▶ _Exercise description_:
Rewrite the listing below with every "a great help" changed to "much appreciated", keeping all other text the same.

▶ _Records of labeled points_:
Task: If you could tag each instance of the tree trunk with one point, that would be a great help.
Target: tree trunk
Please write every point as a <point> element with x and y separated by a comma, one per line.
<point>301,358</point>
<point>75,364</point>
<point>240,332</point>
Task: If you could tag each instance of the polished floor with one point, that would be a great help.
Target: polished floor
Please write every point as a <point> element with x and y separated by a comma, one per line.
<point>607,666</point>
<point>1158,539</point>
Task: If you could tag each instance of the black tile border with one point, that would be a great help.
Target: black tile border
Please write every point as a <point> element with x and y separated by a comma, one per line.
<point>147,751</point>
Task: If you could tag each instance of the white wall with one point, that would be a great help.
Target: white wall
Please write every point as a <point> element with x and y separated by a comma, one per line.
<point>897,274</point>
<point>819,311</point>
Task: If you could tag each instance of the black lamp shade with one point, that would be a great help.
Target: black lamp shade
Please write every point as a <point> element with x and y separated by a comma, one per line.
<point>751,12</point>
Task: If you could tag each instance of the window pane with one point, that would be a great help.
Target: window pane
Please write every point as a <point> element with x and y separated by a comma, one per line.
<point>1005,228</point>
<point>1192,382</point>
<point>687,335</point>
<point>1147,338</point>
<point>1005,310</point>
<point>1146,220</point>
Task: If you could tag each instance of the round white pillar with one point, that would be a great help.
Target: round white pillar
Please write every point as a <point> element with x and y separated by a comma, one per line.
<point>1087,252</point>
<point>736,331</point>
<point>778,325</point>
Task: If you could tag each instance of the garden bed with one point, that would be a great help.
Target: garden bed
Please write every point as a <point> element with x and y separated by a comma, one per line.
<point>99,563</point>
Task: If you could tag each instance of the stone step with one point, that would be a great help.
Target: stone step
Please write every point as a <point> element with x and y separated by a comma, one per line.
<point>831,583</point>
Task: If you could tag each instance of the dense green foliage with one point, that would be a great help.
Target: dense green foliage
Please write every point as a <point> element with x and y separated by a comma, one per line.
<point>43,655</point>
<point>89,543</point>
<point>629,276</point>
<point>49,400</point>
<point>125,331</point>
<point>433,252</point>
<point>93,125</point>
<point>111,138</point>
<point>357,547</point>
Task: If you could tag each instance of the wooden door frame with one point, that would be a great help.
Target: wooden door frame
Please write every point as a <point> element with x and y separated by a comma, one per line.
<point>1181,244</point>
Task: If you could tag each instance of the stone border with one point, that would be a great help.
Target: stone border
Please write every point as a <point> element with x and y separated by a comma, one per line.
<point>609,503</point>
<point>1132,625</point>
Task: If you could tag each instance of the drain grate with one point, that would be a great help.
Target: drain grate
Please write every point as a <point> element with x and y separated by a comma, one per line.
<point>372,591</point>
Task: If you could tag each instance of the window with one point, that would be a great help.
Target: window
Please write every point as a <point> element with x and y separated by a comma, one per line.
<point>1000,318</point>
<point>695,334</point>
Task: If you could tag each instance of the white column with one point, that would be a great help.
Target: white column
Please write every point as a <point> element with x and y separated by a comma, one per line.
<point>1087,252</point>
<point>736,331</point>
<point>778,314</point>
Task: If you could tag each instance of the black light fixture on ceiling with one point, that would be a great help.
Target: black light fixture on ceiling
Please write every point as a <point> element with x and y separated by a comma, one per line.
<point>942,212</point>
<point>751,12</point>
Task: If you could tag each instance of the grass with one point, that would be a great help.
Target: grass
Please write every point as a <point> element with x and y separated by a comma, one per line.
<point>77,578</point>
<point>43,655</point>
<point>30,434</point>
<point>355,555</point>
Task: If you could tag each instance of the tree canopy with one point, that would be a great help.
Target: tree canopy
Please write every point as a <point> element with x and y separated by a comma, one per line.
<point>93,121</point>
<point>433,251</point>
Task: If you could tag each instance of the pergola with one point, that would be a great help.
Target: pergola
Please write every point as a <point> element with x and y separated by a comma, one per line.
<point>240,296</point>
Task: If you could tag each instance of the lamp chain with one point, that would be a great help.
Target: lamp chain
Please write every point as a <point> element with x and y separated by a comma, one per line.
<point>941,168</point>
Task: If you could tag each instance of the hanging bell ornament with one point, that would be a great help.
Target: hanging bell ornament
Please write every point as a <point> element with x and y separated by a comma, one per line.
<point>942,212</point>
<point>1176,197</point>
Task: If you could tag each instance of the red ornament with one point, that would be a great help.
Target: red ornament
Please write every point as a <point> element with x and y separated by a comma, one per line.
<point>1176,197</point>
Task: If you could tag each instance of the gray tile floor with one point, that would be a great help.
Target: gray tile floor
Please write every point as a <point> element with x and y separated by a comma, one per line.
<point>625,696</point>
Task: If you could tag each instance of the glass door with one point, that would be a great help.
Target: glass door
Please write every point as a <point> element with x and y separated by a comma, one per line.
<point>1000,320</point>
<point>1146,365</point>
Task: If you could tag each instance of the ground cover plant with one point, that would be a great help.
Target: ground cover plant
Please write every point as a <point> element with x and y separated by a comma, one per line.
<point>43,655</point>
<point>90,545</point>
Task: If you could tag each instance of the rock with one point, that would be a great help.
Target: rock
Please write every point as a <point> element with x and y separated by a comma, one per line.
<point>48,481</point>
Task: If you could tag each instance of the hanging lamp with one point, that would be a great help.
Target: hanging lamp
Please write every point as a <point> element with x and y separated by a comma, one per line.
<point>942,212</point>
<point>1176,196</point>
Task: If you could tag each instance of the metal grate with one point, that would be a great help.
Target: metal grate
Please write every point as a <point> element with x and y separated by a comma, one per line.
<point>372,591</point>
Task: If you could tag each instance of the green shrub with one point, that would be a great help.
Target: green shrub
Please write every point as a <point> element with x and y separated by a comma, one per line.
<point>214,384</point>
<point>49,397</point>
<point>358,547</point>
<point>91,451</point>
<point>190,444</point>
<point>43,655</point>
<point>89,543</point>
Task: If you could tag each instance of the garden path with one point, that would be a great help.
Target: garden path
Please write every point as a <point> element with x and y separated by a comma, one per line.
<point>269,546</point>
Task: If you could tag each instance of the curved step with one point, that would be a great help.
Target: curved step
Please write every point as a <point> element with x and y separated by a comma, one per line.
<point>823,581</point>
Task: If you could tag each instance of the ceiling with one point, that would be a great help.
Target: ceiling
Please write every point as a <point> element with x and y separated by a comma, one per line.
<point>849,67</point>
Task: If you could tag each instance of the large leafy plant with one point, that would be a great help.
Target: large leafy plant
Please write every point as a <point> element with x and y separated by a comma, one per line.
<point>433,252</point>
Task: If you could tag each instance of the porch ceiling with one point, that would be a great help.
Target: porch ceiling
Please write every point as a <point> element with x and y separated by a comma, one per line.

▶ _Result for this exercise_:
Task: If you could tag each instance of the tree trunk with one point, that would be much appreciated.
Target: tree trunk
Please write every point as a <point> element with x and y separated by a comma, one per line.
<point>301,358</point>
<point>75,364</point>
<point>240,332</point>
Task: If you could tag each instance of the polished floor with one point, that would be much appreciated.
Target: polished floor
Please write every point as a <point> element with x and y separated by a comma, one per line.
<point>607,666</point>
<point>1158,539</point>
Task: If you could tag each instance of the black tile border with one point, that would be much appreciated.
Target: black tile border
Please write every point as a <point> element with x and y separated by a comma, one per line.
<point>147,751</point>
Task: If you could tag each instance of the white wall with one point, that would be much appreciated.
Target: white wall
Please write every point as a <point> element with x and y separated by a comma, one per line.
<point>897,274</point>
<point>819,311</point>
Task: If you could tag each instance of the black lamp shade with one point, that would be much appreciated.
Target: black lamp shade
Please write every point as a <point> element with x and y separated by a comma, one per line.
<point>751,12</point>
Task: If you could tag each instance of the window pane with one point, that would be much appreciated.
Target: window pane
Please write every point as a <point> element with x and y separated by a comma, one per line.
<point>1005,228</point>
<point>1192,382</point>
<point>687,335</point>
<point>1147,338</point>
<point>1005,310</point>
<point>1146,220</point>
Task: If you could tag each instance of the round white pillar with one point, that would be much appreciated.
Target: round white pillar
Please write every point as a <point> element with x and y separated by a comma, one per line.
<point>1087,252</point>
<point>736,331</point>
<point>778,325</point>
Task: If you could tag each instance of the garden bed with one point, that would be much appreciated.
Target: garden bed
Please write every point as a <point> element with x and y separated by a comma, one per line.
<point>99,563</point>
Task: If you could tag each instance of the stone step with one point, that would be much appreciated.
Target: stone step
Please write every point as a <point> element with x and y separated by a comma, one per line.
<point>831,583</point>
Task: If you could tag each instance of the dense green foliage with one point, that would be much appreciated.
Target: dense green foliage
Please write every point as a <point> element with x and y separated by a comma, one per line.
<point>43,655</point>
<point>89,543</point>
<point>629,276</point>
<point>49,400</point>
<point>125,331</point>
<point>433,252</point>
<point>93,125</point>
<point>111,138</point>
<point>357,547</point>
Task: If you could tag each instance of the wooden door frame with one point, that would be much appreciated.
Target: wooden door frame
Please write every point as a <point> element with x and y separated by a comma, one per line.
<point>1181,244</point>
Task: If you could tag each instance of the stone border with one point, that would be much appreciated.
Target: stone border
Please write every point as a <point> element with x and y separated by a comma, one per line.
<point>609,503</point>
<point>1132,625</point>
Task: If you could tag each instance of the drain grate with one point, that would be much appreciated.
Target: drain grate
Please write every point as a <point> element with x and y separated by a comma, one per line.
<point>372,591</point>
Task: If you could tag each instance of the window with one point, that would be much appreciated.
Target: window
Please write every point as a <point> element with x and y separated by a comma, one per line.
<point>1000,318</point>
<point>695,334</point>
Task: If you could tag each instance of the white column with one point, that would be much appreciated.
Target: white column
Please write every point as a <point> element with x and y separated by a comma, one per line.
<point>1087,252</point>
<point>736,331</point>
<point>778,314</point>
Task: If you could tag each instance of the black light fixture on ceiling with one point, that would be much appreciated.
Target: black light fixture on ceiling
Please write every point as a <point> element with x and y separated by a comma, one per line.
<point>942,212</point>
<point>751,12</point>
Task: If you could tag each instance of the grass with one point, that would be much appreciated.
Target: grass
Please write every point as a <point> element with x and y separated by a comma, one per line.
<point>77,578</point>
<point>43,655</point>
<point>30,434</point>
<point>355,555</point>
Task: If you could tag each instance of the tree canopy with one point, that would be much appreciated.
Target: tree canopy
Please write every point as a <point> element with x and y separated by a comma, one per line.
<point>93,121</point>
<point>433,251</point>
Task: If you could tag each instance of the pergola with one point, that would be much appreciated.
Target: pergola
Please write every point as a <point> element with x and y separated by a comma, one per line.
<point>240,296</point>
Task: If you could tag each instance of the lamp chain with one point, that would be much appreciated.
Target: lamp chain
Please write every point as a <point> element with x and y separated by a comma, one per line.
<point>941,168</point>
Task: If you could tag each instance of the hanging bell ornament with one point, that would be much appreciated.
Target: hanging bell ornament
Please write every point as a <point> element with x and y separated by a comma, one per line.
<point>942,212</point>
<point>1176,197</point>
Task: If you could tag each instance of the red ornament with one point, that would be much appreciated.
Target: red ornament
Please write every point as a <point> element with x and y separated by a comma, one per line.
<point>1176,197</point>
Task: If you could tag each instance of the gray tile floor with one point, that would be much appreciated.
Target: gray tile floor
Please write every point as a <point> element with x and y separated by a comma, one per line.
<point>625,696</point>
Task: If you could tag each instance of the glass door with one point, that would be much appreciated.
Target: glass door
Please write every point as a <point> element with x and y separated by a comma, one per line.
<point>1000,320</point>
<point>1146,365</point>
Task: If you could tag each instance of the ground cover plant with one point, that would be much appreciated.
Target: ground cover plant
Please write every point as a <point> element with x and y separated by a comma, one per line.
<point>43,655</point>
<point>90,545</point>
Task: If you could tag each instance of the rock with one point, that would be much appreciated.
Target: rock
Please write every point as a <point> element with x and y separated by a comma, one per line.
<point>48,481</point>
Task: If you could tag each instance of the hanging lamp with one point, that would be much appreciated.
Target: hanging lamp
Please write every point as a <point> element with x and y separated by a comma, one per line.
<point>942,212</point>
<point>1176,196</point>
Task: If you could tag each instance of the metal grate with one point, that would be much appreciated.
Target: metal grate
Please write every point as a <point> element with x and y separated by a comma, one per line.
<point>372,591</point>
Task: If you could tag each instance of the green shrub with one point, that would be much appreciated.
Target: green shrub
Please write every point as a <point> element with x and y separated by a comma, one per line.
<point>214,384</point>
<point>49,397</point>
<point>358,547</point>
<point>91,451</point>
<point>190,444</point>
<point>43,655</point>
<point>89,543</point>
Task: If you could tag each instance of the garden path with one point, that would be much appreciated.
Target: garden path
Please write every point as a <point> element with x and y separated by a comma, one per line.
<point>269,546</point>
Task: If you could tag each instance of the curved step with one point, that would be much appreciated.
Target: curved step
Please write every point as a <point> element with x and y separated by a comma, one per line.
<point>823,581</point>
Task: If you could tag each instance of the ceiling with one point, that would be much appreciated.
Target: ceiling
Please write every point as a <point> element with x and y separated by a comma, one per line.
<point>849,67</point>
Task: If you could tag each instance of the large leafy plant with one point, that would be much appreciated.
Target: large leafy plant
Please write every point as a <point> element with x and y separated by a comma, one per line.
<point>433,252</point>
Task: If you could tag each instance of the porch ceiling with one point, that would be much appreciated.
Target: porch ceiling
Please write every point as a <point> element with x and y separated by a comma, one per line.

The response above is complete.